Aufgabenstellung:
Führe den Lesetext über Ingard Johnsrud und seinen Kriminalroman „Echokammer“ nach dessen letztem Satz fort.

Lesetext:
************

Alle wissen, dass politisch in den USA und in Russland zurzeit massiv gelogen wird.

Ingard Johnsrud

Wie wird man Rechtsextremist?

 "Vertrauen ist ein grundsätzliches Fundament für alle menschlichen Beziehungen, sei es im Privatleben, in einer Ehe, sei es in der Politik. Heute können wir uns nicht mehr sicher sein, ob wir glauben können, was wir sehen, was wir hören, was wir lesen. Die Zahl der Menschen, die nicht mehr vertrauen, nimmt zu. Entsprechend nimmt die Zahl der Lügen zu. Alle wissen, dass politisch in den USA und in Russland zurzeit massiv gelogen wird. Die Demokratien in Europa stehen zwischen den Blöcken und versuchen sich klar zu werden, wie sie damit umgehen sollen. Und das versuche ich zu beschreiben, nämlich wie Wahlen manipuliert werden, auch bei uns. Und wie um diese Mach, wie Michael Ende sie beschreibt gerungen wird."

Das Schreiben eines Kriminalromans sei immer ein Balance-Akt, meint Johnsrud, der bereits mit seiner frühehren Thriller-Trilogie rund um den Osloer Hauptkommissar Fredrik Beier (u.a. "Der Hirte", Blanvalet) auch in Deutschland für Aufsehen gesorgt hat. "Eine Kriminal-Handlung muss ständig vorangetrieben werden. Bei 'Echokammer' ist es der Count-Down hin zum Wahltag. Andererseits will ich glaubwürdige Figuren schaffen. Und die Leser:innen sollen sich mit ihnen identifizieren können. Auch bei der Beschreibung der Terroristen versuche ich den Weg aufzuzeigen, der sie dorthin geführt hat. Wie wird man Rechtsextremist? Ich will nicht, dass man sie bemitleidet, ich will aber vielleicht eine Art des Verständnisses für deren Entwicklung ermöglichen."

************

Datensatzinhalt:

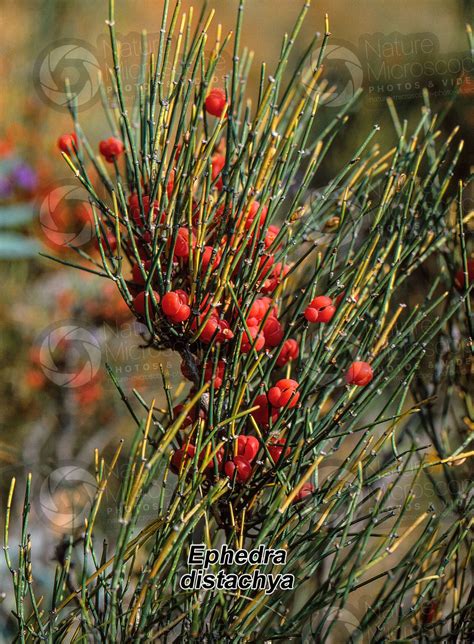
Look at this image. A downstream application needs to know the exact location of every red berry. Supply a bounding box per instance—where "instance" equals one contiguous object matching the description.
[335,291,359,306]
[170,443,196,474]
[161,289,191,323]
[277,338,300,367]
[133,291,160,319]
[204,87,227,117]
[263,316,284,347]
[216,319,234,342]
[345,361,374,387]
[240,326,265,353]
[304,295,336,323]
[58,132,77,154]
[248,297,271,326]
[237,435,260,463]
[267,438,291,463]
[99,136,125,163]
[252,394,278,428]
[454,259,474,293]
[166,170,175,199]
[263,225,280,248]
[170,304,191,324]
[161,291,182,317]
[224,456,252,483]
[268,378,300,409]
[293,483,314,503]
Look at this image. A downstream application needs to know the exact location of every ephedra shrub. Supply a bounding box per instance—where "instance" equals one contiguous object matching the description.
[7,2,472,642]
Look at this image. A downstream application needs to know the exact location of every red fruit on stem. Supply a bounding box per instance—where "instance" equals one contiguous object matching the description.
[99,136,125,163]
[263,225,280,248]
[247,297,271,326]
[133,291,160,319]
[204,87,227,118]
[345,361,374,387]
[267,438,291,463]
[58,132,77,154]
[170,443,196,474]
[277,338,300,367]
[166,170,175,199]
[335,291,359,306]
[161,291,183,317]
[304,295,336,323]
[216,318,234,342]
[268,378,300,409]
[161,289,191,324]
[224,456,252,483]
[170,304,191,324]
[237,434,260,463]
[293,483,314,503]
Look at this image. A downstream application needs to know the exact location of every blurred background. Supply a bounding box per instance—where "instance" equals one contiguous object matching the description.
[0,0,474,636]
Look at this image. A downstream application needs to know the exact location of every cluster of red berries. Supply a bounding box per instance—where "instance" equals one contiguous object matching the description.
[58,108,373,500]
[304,295,336,324]
[252,378,300,428]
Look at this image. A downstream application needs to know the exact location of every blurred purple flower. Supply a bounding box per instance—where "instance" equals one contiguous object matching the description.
[11,161,38,192]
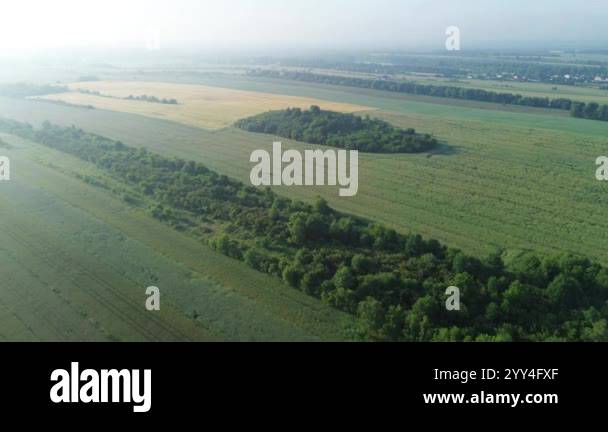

************

Antwortbereich:
Der Autor am Droemer-Stand auf der Leipziger Buchmesse

Vom Umgang mit Katastrophen

Die Covid-Krise sei ein starker Katalysator gewesen, was das Misstrauen der Bevölkerung in die Regierungen betrifft. In Norwegen vertraue zwar eine Mehrheit nach wie vor in medizinischen Fragen der Regierung. Aber es werde derzeit eine Debatte darüber gefordert, ob die Reaktionsweise der Regierung angemessen war, ob die Restriktionen gerade gegenüber Kindern gerechtfertigt waren. "Jetzt sehen wir, dass viele Heranwachsende als Folge der Covid-Maßnahmen psychische Schwierigkeiten entwickeln. Aber das wird kaum thematisiert. Die Schweden sind einen eigenen Weg gegangen. Sie haben nicht die Politik, sondern Fachleute entscheiden lassen. Covid hat sich dort anders entwickelt, aber in Summe hat Schweden nicht mehr Opfer zu beklagen. Stattdessen hat die Bevölkerung keine Einschränkungen erdulden müssen, und heute haben die Kinder keine dadurch hervorgerufenen psychischen Schwierigkeiten."

Wir müssen richtig lesen, und vor allem Bücher lesen, um unser kritisches Denken zu trainieren.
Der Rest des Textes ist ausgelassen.